● Trecho selecionado:
────

Língua e Aprendizagem

“Ensinar uma língua é propor uma jornada. Aprendê-la é viajar.”

(Norbert Kalfon)

Certa vez, quando cursava os anos iniciais do antigo nível ginasial, atual Ensino Fundamental II, perguntei-me o porquê da necessidade em estudar a Língua Portuguesa. Afinal, eu já sabia falar a minha língua materna; não precisava passar anos a fio aprendendo sobre o idioma o qual cresci ouvindo meus pais, avós, tios, primos e amigos falando ao meu entorno. Nós nos comunicávamos muito bem: meu interlocutor falava, eu respondia e vice-versa. Tínhamos aí um diálogo, não é mesmo? Então, por que estudar português?

Havia naquela época – início dos anos 1980 – uma disciplina chamada Comunicação e Expressão. Além das aulas de Português, voltadas aos estudos da gramática normativa, isto é, dos elementos que compõem a estrutura linguística do idioma e das regras para seu bom uso oral e escrito, as aulas de Comunicação e Expressão davam a conhecer aos alunos os diversos aspectos da linguagem, a qual usavam para se comunicar e se expressar diariamente.

Assim, aprendemos que a LÍNGUA é um código verbal específico, usado por um grupo de falantes (povo, nação, etc), para se comunicar; ao passo que a LINGUAGEM é qualquer conjunto de códigos ou signos usados para comunicar e expressar ideias, conceitos, sentimentos. Exemplo: linguagem médica, tecnológica, policial, jurídica, educacional, entre outras.

Mas, de novo, torno à pergunta: por que estudar português? Aqui seguem ao menos três motivos para não apenas conhecer melhor o universo da língua portuguesa, mas também apaixonar-se por ela a cada dia, mergulhando em suas peculiaridades linguísticas e históricas.

────

● Entradas do conjunto:

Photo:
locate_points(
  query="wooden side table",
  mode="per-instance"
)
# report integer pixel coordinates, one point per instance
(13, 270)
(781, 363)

────

● Tarefa: Transcreva sem alterações, do trecho sobre língua e aprendizagem, a parte que começa com as palavras que contêm "(Norbert Kalfon)" e termina com "Então, por que estudar português?". Use somente o trecho como base.

● Solução:
(Norbert Kalfon)

Certa vez, quando cursava os anos iniciais do antigo nível ginasial, atual Ensino Fundamental II, perguntei-me o porquê da necessidade em estudar a Língua Portuguesa. Afinal, eu já sabia falar a minha língua materna; não precisava passar anos a fio aprendendo sobre o idioma o qual cresci ouvindo meus pais, avós, tios, primos e amigos falando ao meu entorno. Nós nos comunicávamos muito bem: meu interlocutor falava, eu respondia e vice-versa. Tínhamos aí um diálogo, não é mesmo? Então, por que estudar português?